• **The problem**
Transcribe every record exactly, omitting none.

+ + + + + + +

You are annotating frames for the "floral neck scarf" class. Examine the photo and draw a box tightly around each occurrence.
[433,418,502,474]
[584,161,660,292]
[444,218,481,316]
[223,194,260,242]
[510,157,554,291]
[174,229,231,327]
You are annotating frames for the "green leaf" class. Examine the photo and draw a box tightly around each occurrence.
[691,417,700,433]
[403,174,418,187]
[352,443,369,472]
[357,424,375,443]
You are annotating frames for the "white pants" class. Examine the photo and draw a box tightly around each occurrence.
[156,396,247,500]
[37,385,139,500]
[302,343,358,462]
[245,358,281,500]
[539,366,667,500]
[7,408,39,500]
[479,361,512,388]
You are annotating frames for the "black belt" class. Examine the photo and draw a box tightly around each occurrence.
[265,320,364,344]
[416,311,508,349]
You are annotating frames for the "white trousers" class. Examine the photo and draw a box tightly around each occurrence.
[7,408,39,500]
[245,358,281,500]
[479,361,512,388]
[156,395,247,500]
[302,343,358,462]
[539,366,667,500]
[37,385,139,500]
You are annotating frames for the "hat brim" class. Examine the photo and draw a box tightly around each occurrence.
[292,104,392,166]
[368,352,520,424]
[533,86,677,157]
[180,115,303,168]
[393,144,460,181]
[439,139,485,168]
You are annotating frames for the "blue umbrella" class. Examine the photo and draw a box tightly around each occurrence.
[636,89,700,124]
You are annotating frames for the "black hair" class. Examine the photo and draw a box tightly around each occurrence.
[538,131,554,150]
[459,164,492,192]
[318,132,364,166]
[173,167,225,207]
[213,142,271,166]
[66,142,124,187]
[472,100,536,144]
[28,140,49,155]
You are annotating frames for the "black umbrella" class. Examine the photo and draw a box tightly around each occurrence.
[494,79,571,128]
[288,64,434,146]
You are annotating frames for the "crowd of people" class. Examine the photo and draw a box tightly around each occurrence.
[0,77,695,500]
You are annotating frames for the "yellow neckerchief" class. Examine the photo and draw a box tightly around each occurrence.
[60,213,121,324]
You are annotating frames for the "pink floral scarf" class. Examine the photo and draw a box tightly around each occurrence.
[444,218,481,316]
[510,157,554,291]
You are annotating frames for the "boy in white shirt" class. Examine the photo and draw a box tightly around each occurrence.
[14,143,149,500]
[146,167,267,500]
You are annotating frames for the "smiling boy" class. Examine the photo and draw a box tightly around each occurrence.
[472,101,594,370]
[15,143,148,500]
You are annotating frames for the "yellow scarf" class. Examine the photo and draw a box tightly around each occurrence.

+ + + + + + +

• **Answer space**
You are annotating frames for the "floral neck scarf" class. Examine the photo and draw a box tightly around each occurrence.
[433,418,502,474]
[584,161,660,292]
[444,218,481,316]
[223,194,260,242]
[510,157,554,291]
[174,229,231,327]
You are annotating frames for the "green leaf" class. Examine the photo and draw a box tightly around each occurrence.
[691,417,700,433]
[403,174,418,187]
[352,443,369,472]
[357,424,375,443]
You are annotating frames for the "white pants" class. Examine the photo and draw a box tightly around each occurrence.
[156,396,247,500]
[37,385,139,500]
[302,343,358,462]
[245,358,281,500]
[539,366,667,500]
[7,408,39,500]
[479,361,512,388]
You are annotating frames for the "black belt" class. Examine the photo and draw a box tightly around each occurrence.
[265,320,364,344]
[416,311,508,349]
You are annotating frames for the "white trousers" class. Examine the photo and draw a box tightly around each occurrence.
[7,408,39,500]
[245,358,281,500]
[479,361,512,388]
[156,395,247,500]
[302,343,358,462]
[539,366,667,500]
[37,385,139,500]
You are annotating frames for the "hat brim" class. Examine the photo and draw a box tightly around each occurrence.
[292,104,392,166]
[368,352,520,424]
[533,86,677,157]
[180,115,303,168]
[393,144,460,181]
[439,139,485,168]
You are annotating frames for the "blue umbrella" class. Examine the photo and draw a box tightly around each occurrence.
[636,89,700,124]
You are annotating frames for the "black hair" class. Examine the photo and draw a box tightly around each occurrence.
[538,131,554,150]
[459,164,492,192]
[318,132,364,166]
[173,167,225,207]
[213,142,271,166]
[66,142,124,187]
[472,100,536,144]
[28,140,49,155]
You are annotating frames for the "black umbrella" class. Examine the photo and draw a box tightly around each occurrence.
[494,79,571,128]
[288,64,434,146]
You are annotating frames for the "crowd of people" class. Examine the photo and draw a box tightly around each occurrence.
[0,77,695,500]
You are annotating frames for the "yellow neckerchief" class. Examine the photo and draw a box tightly around each occurrence.
[60,213,121,324]
You are annotating frames for the "pink floral scarf" class. Examine the photo and draw a box tightly around each occurrence.
[444,218,481,316]
[510,157,554,291]
You are annotating frames for the "boy in white shirt" class. Examine the photo and draw a box tightly around each occurrence.
[14,143,149,500]
[146,167,267,500]
You are annotating frames for the "smiling boy" class. Examine the photo and draw a box tightly around each occurrence.
[472,101,594,370]
[15,143,148,500]
You are annotating frames for the "yellow scarf" class. Examine the photo and draw a box tightly around each occurrence.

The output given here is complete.